STATED GOAL —
Return each line of the data below exactly, omitting any pictures.

DATASET ENTRIES —
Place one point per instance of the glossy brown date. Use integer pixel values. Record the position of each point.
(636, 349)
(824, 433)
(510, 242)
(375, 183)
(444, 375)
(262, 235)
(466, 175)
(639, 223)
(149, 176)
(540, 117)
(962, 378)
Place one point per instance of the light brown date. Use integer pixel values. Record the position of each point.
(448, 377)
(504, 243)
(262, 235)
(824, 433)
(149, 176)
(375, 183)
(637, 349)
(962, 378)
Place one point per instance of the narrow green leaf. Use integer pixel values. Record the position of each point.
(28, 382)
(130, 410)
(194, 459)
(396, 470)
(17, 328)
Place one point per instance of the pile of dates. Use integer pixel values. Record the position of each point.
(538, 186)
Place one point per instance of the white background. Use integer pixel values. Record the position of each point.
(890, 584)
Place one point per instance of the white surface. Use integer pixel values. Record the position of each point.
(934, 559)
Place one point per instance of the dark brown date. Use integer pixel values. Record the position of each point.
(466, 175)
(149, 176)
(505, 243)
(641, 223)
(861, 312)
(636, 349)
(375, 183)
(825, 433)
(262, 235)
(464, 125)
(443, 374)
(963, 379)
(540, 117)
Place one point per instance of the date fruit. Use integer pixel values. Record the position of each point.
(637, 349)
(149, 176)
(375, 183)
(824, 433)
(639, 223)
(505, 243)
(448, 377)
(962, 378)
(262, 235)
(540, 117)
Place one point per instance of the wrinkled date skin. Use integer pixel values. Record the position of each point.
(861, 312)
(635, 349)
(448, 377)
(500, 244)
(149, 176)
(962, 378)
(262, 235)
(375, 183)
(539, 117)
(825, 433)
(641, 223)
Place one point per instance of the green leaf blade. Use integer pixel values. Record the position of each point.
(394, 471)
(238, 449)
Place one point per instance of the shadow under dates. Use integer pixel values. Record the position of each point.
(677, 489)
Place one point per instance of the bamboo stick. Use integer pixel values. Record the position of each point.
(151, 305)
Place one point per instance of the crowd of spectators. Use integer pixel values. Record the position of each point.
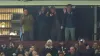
(81, 48)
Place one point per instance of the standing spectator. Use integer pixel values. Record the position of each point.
(34, 53)
(11, 49)
(97, 51)
(95, 46)
(20, 50)
(4, 49)
(49, 49)
(31, 50)
(42, 24)
(27, 25)
(56, 31)
(26, 53)
(68, 22)
(89, 51)
(72, 52)
(62, 48)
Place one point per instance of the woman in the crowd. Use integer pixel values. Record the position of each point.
(20, 50)
(56, 30)
(49, 48)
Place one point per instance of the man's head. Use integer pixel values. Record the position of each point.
(49, 42)
(34, 53)
(72, 50)
(25, 11)
(52, 9)
(26, 53)
(48, 54)
(43, 9)
(61, 43)
(20, 54)
(95, 45)
(61, 54)
(69, 7)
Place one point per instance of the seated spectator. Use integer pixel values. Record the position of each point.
(49, 49)
(20, 50)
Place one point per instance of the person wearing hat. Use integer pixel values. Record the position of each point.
(49, 48)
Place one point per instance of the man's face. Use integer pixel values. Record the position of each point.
(69, 8)
(20, 55)
(25, 12)
(61, 54)
(62, 43)
(52, 10)
(72, 49)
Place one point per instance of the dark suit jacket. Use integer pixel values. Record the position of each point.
(65, 17)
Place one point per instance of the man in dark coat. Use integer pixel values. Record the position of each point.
(42, 25)
(27, 25)
(68, 22)
(56, 31)
(49, 48)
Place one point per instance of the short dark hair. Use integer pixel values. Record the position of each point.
(69, 5)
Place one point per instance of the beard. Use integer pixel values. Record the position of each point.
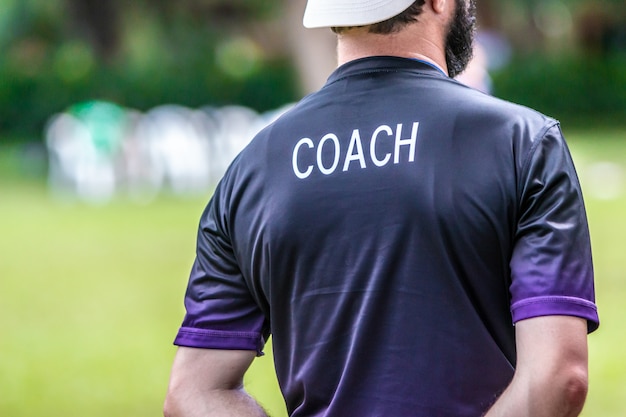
(460, 38)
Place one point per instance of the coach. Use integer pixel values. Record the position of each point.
(413, 246)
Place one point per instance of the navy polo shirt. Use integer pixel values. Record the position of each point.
(388, 232)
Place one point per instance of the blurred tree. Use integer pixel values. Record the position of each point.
(99, 22)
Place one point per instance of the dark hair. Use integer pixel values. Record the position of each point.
(393, 24)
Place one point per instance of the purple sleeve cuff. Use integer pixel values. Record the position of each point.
(219, 339)
(556, 306)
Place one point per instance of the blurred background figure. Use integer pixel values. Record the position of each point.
(98, 150)
(84, 145)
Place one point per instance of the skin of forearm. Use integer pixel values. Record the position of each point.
(222, 403)
(564, 398)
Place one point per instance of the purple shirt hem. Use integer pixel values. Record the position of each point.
(556, 306)
(219, 339)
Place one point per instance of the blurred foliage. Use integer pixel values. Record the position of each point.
(55, 53)
(191, 54)
(572, 88)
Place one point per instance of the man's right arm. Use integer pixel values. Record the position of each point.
(551, 375)
(209, 383)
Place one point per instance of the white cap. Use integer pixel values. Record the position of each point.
(341, 13)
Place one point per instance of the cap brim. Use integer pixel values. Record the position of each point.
(342, 13)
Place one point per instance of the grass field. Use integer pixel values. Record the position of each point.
(91, 297)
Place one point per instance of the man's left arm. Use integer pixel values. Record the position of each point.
(209, 383)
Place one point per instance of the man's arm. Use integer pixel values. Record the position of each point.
(551, 375)
(207, 383)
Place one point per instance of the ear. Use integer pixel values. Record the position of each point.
(439, 6)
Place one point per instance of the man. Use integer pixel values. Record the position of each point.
(413, 246)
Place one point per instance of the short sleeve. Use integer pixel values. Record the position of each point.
(551, 264)
(220, 311)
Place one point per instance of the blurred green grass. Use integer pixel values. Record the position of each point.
(91, 297)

EXERCISE RESULT —
Place one point per instance of the glossy brown date. Use integer pixel values. Record the position of each point.
(636, 349)
(824, 433)
(510, 242)
(375, 183)
(444, 375)
(262, 235)
(466, 175)
(639, 223)
(149, 176)
(540, 117)
(962, 378)
Place one point per instance of the light brown date. Use integer pixel values. Record the position of each point.
(448, 377)
(504, 243)
(262, 235)
(824, 433)
(149, 176)
(375, 183)
(637, 349)
(962, 378)
Place one point per instance of the narrow green leaf. Use integer pixel values. Record the position of each point.
(28, 382)
(130, 410)
(194, 459)
(396, 470)
(17, 328)
Place one point per instance of the pile of dates. Use integer pixel values. Record the position of each point.
(538, 186)
Place one point per instance of the white background. Use integer pixel values. Record the position of each point.
(890, 584)
Place one point per instance of the white surface. Use integer pixel values. Record the position of each point.
(934, 559)
Place one point per instance of the dark brown date. Use integer pixel values. Record the position of each point.
(466, 175)
(149, 176)
(505, 243)
(641, 223)
(861, 312)
(636, 349)
(375, 183)
(825, 433)
(262, 235)
(464, 125)
(443, 374)
(963, 379)
(540, 117)
Place one point per instance of the date fruit. Use integer pixel values. Record the position of each point.
(637, 349)
(149, 176)
(375, 183)
(824, 433)
(639, 223)
(505, 243)
(448, 377)
(962, 378)
(262, 235)
(540, 117)
Place one point per instance of the wrinkled date skin. Use integer pixel values. Record the position of each point.
(861, 312)
(635, 349)
(448, 377)
(500, 244)
(149, 176)
(962, 378)
(262, 235)
(375, 183)
(539, 117)
(825, 433)
(641, 223)
Place one point per instance of the green leaf blade. Use integer pixel values. Record the position of each point.
(394, 471)
(238, 449)
Place one point per instance of the shadow under dates. Use integer pixel values. Record the position of each point.
(677, 489)
Place one point per instance of the bamboo stick. Use integer pixel values. Record the position of each point.
(151, 305)
Place one point per instance of the crowd of spectators. Use integer pixel values. Record the position of each point.
(81, 48)
Place one point per instance of the standing spectator. Use integer pixel values. Record the position of each point.
(34, 53)
(11, 49)
(97, 51)
(95, 46)
(20, 50)
(4, 49)
(49, 49)
(31, 50)
(42, 24)
(27, 25)
(56, 31)
(26, 53)
(68, 22)
(89, 51)
(72, 52)
(62, 48)
Place one point per instance of the woman in the crowd. Use integer pixel values. Record the position of each point.
(20, 50)
(56, 30)
(49, 48)
Place one point per instance of the man's head. Use integer pixel values. Record the position of each point.
(49, 42)
(34, 53)
(72, 50)
(25, 11)
(52, 9)
(26, 53)
(48, 54)
(43, 9)
(61, 43)
(20, 54)
(95, 45)
(61, 54)
(69, 7)
Place one point per instance of the seated spectator. Use integer pixel values. Record the position of each point.
(49, 49)
(20, 50)
Place one point per instance of the person wearing hat. Use integer pixel values. Record the position of each point.
(49, 48)
Place one point per instance of the man's face. Use integer pixel values. Record the position of each point.
(69, 8)
(20, 55)
(25, 12)
(61, 54)
(62, 43)
(52, 10)
(72, 49)
Place one point per instance of the dark suit jacket. Use integer pixel values. Record the position of each point.
(65, 17)
Place one point per instance of the man in dark coat. Use integer pixel values. Record the position of each point.
(42, 25)
(27, 25)
(68, 22)
(56, 31)
(49, 48)
Place one point per instance of the short dark hair. Use integer pixel values. Record the position of each point.
(69, 5)
Place one point per instance of the beard. Use integer pixel values. Record the position of each point.
(460, 38)
Place one point per instance of the coach. Use integer pixel values. Record the position of each point.
(413, 246)
Place one point per instance of the navy polo shirt. Use integer pixel values. Record the position of each point.
(388, 232)
Place one point per instance of the blurred tree. Use integer pixel values. Record the position of each point.
(99, 22)
Place one point per instance of the dark hair. Use integer pixel values. Record the position of each point.
(393, 24)
Place one point per instance of the purple sleeve cuff. Use integer pixel values. Record the position of each point.
(219, 339)
(556, 306)
Place one point per instance of the blurred background figure. Use integer pixel values. Record the position of each point.
(98, 150)
(84, 145)
Place one point per instance of the skin of forearm. Use integer pixel values. Record the position of each point.
(222, 403)
(564, 398)
Place one point per instance of the purple shirt hem. Use integer pixel values. Record the position of each point.
(556, 306)
(219, 339)
Place one point per instance of the blurred foliage. Use integer pixel values. Record the position of each point.
(55, 53)
(191, 54)
(572, 88)
Place one point per instance of the man's right arm. Use integer pixel values. Record the position of each point.
(551, 375)
(209, 383)
Place one point per instance of the white cap. Use integer pixel values. Record the position of each point.
(341, 13)
Place one point per instance of the cap brim. Use integer pixel values. Record the position of each point.
(342, 13)
Place one point per instance of the grass field. Use integer pixel values. Record the position of each point.
(91, 297)
Place one point per instance of the man's left arm. Use integer pixel values. Record the position of each point.
(209, 383)
Place one point per instance of the man's arm. Use integer pixel values. Record the position of each point.
(551, 375)
(207, 383)
Place one point per instance of the ear. Use integer pixel values. Record the position of each point.
(439, 6)
Place one point per instance of the man. Use integer pixel values. Record the position of each point.
(413, 246)
Place one point per instance of the short sleeve. Use integer pixel values. Record the position of each point.
(551, 264)
(220, 311)
Place one point per instance of the blurred green grass. Use integer pixel values. Record the position of each point.
(91, 297)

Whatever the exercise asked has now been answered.